Given request -> Copy out word for word the stretch of the records below from the line containing "Q: Place a marker on the yellow wheel loader" through the end of the records.

Dataset records on where objects are located
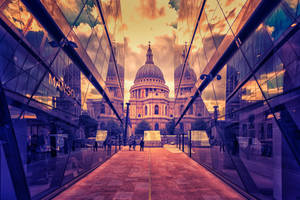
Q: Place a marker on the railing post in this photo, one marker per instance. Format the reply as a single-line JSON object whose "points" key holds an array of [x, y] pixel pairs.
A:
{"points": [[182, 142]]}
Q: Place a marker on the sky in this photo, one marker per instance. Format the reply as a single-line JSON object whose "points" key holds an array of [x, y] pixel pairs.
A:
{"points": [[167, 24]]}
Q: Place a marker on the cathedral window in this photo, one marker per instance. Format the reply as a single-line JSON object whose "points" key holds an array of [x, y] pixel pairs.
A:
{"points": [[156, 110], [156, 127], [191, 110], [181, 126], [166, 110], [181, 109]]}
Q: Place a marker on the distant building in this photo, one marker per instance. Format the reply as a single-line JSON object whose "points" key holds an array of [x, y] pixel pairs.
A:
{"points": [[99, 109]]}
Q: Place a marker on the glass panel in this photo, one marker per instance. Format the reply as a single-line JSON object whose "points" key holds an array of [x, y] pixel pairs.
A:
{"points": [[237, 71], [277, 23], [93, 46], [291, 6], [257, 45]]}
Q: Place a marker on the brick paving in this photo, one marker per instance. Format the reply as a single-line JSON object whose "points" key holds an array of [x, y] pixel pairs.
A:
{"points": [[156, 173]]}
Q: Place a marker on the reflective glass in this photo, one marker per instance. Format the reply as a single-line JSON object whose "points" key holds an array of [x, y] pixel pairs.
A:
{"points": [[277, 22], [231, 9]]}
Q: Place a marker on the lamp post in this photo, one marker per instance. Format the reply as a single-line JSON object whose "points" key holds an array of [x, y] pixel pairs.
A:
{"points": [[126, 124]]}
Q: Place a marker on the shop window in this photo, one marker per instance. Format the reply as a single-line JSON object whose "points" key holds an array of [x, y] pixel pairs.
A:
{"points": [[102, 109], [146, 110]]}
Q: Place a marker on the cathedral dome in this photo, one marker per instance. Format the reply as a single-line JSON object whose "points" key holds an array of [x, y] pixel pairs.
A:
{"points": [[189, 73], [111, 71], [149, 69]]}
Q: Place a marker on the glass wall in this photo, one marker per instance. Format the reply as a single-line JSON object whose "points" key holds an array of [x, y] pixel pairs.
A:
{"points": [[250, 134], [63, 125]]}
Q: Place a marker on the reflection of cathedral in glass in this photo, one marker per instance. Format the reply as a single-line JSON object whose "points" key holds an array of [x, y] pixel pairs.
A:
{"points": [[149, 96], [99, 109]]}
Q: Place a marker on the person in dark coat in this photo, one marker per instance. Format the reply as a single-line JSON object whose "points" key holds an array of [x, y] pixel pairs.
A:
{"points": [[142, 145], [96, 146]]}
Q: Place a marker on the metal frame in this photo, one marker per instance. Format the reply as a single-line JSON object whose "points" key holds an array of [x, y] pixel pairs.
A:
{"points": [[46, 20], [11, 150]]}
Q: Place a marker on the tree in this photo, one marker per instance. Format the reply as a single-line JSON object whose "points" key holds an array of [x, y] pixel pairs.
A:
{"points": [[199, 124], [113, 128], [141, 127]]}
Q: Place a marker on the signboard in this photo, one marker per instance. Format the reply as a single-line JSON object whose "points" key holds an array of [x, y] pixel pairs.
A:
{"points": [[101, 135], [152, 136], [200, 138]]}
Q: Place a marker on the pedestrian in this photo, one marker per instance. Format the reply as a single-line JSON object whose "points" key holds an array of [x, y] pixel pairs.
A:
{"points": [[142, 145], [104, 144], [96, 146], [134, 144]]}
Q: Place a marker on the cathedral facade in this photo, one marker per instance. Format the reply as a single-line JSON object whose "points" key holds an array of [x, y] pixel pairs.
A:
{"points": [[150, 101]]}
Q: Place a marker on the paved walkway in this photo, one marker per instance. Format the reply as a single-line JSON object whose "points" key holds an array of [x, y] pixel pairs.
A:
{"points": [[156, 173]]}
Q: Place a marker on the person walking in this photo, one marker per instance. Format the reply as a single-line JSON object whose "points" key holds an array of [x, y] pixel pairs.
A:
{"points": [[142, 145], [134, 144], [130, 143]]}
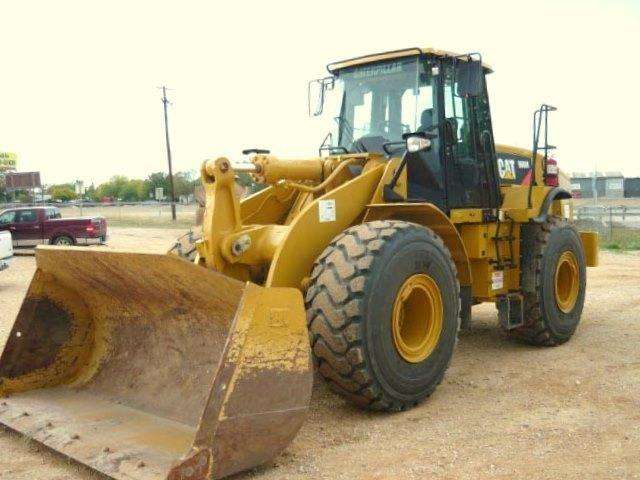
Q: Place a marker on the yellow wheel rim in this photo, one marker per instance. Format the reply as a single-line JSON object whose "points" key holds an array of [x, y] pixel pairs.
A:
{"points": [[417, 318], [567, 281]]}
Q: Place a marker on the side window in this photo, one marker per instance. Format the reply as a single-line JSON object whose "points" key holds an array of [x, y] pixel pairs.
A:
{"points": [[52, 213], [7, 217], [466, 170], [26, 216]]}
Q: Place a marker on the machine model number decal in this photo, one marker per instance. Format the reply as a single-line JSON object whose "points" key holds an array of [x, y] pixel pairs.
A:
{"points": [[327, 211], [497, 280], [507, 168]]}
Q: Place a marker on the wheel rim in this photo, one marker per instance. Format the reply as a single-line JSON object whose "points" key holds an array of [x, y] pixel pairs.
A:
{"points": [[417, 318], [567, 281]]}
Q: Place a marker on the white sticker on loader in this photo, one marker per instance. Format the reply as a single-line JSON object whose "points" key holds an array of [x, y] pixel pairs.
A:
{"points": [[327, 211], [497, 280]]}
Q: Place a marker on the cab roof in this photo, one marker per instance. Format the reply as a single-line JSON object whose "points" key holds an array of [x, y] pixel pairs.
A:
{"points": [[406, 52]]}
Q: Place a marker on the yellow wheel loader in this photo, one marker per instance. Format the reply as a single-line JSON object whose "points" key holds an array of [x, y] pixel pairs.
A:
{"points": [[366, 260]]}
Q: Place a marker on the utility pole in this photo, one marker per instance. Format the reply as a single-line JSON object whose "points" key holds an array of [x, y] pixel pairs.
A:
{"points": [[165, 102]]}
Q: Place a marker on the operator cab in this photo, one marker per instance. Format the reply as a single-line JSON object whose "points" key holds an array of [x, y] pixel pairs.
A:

Reply ->
Q: Place a marker on the yellow wheel loader in this photo, one marker per instance. Format the reply as a single-line JSON object whose "points" key holds an array of [x, y] pixel pairs.
A:
{"points": [[366, 260]]}
Q: Place a marker on the utility pole in this photo, one marker per instance. Format the reply as a single-line JSON object whose "points" key holds an array of [x, y] pixel pairs.
A:
{"points": [[165, 102]]}
Q: Place a marker on the operator cab in this photo, one marker per instance. Format the reply as a single-line JSON object whose "points" key holds an array of [x, y] pixel pairs.
A:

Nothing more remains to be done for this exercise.